- [INSTRUCTIONS TO FOLLOW]
After locating the line that contains "wanted | a dot" in the material below, copy that line and each one following it, exactly, up to the last line. Pictures stay out.

- [DATA]
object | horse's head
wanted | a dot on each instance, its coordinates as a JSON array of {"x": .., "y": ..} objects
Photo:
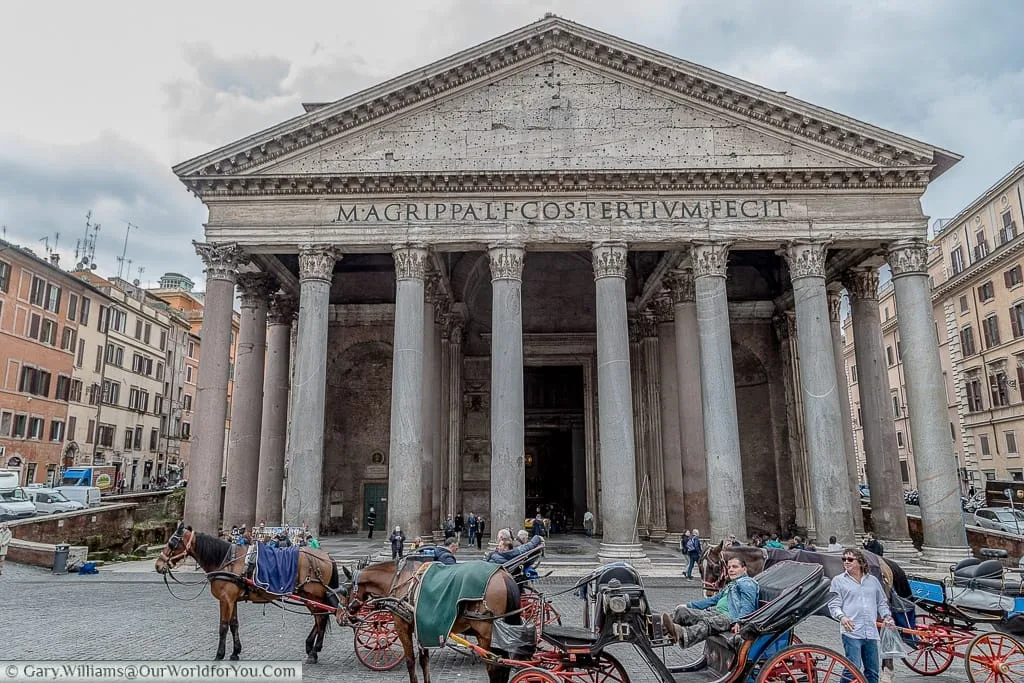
[
  {"x": 176, "y": 550},
  {"x": 712, "y": 567}
]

- [EXERCISE ANSWER]
wanted | a dot on each instance, its coordinates as a JSON array of {"x": .., "y": ..} objects
Photo:
[
  {"x": 176, "y": 550},
  {"x": 712, "y": 567}
]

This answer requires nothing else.